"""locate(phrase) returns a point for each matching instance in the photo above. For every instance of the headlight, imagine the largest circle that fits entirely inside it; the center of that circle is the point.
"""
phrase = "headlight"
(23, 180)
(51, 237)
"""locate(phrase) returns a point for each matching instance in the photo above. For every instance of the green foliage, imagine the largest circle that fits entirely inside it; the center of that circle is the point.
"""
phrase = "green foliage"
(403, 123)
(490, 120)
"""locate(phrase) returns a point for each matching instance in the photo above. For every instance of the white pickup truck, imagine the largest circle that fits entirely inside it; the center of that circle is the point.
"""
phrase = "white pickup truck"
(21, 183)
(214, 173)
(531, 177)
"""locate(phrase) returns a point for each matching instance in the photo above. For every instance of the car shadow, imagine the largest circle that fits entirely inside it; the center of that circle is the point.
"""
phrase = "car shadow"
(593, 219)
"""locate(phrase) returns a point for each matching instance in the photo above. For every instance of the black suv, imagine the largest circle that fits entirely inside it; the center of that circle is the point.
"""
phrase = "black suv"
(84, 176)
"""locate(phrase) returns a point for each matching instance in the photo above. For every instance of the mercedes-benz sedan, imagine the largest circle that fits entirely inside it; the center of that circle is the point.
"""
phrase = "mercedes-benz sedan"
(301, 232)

———

Write the entries again, exactly as they stand.

Result of this exercise –
"""locate(phrase) returns a point for each matching instance in the photo above. For every instance of the headlight, imagine the largest circle that fits entirely inside it; the center of that circle is the point.
"""
phrase = "headlight"
(23, 180)
(51, 237)
"""locate(phrase) returns a point for each matching instance in the photo above. For every instance of the green foliage, imagine the largest circle that fits entirely inside it; the center of that circle is the point.
"""
phrase = "green foliage"
(403, 123)
(490, 120)
"""locate(phrase) returns a point for each matching instance in the photo above. For every instance of the white pickup truck, imagine the largest circle that fits entirely inside it; the center of that circle is the point.
"""
phrase = "white pickup truck"
(21, 183)
(214, 173)
(531, 177)
"""locate(phrase) returns a point for each matching instance in the photo above. For every instance of the car shadow, imagine the largest circle that fits entirely inside it; the center of that circle is the point.
"""
phrase = "car shadow"
(593, 219)
"""locate(phrase) returns a point for each matching instance in the photo above. For every instance of the black suv, imagine the largest circle that fits entirely inside it; the center of that circle is the point.
"""
phrase = "black suv"
(84, 176)
"""locate(phrase) returns a point for each matching instance in the photo above. For every instance of the mercedes-benz sedan, imagine the largest circle that fits entirely inside it; the center of that circle is the point.
"""
phrase = "mercedes-benz sedan"
(301, 232)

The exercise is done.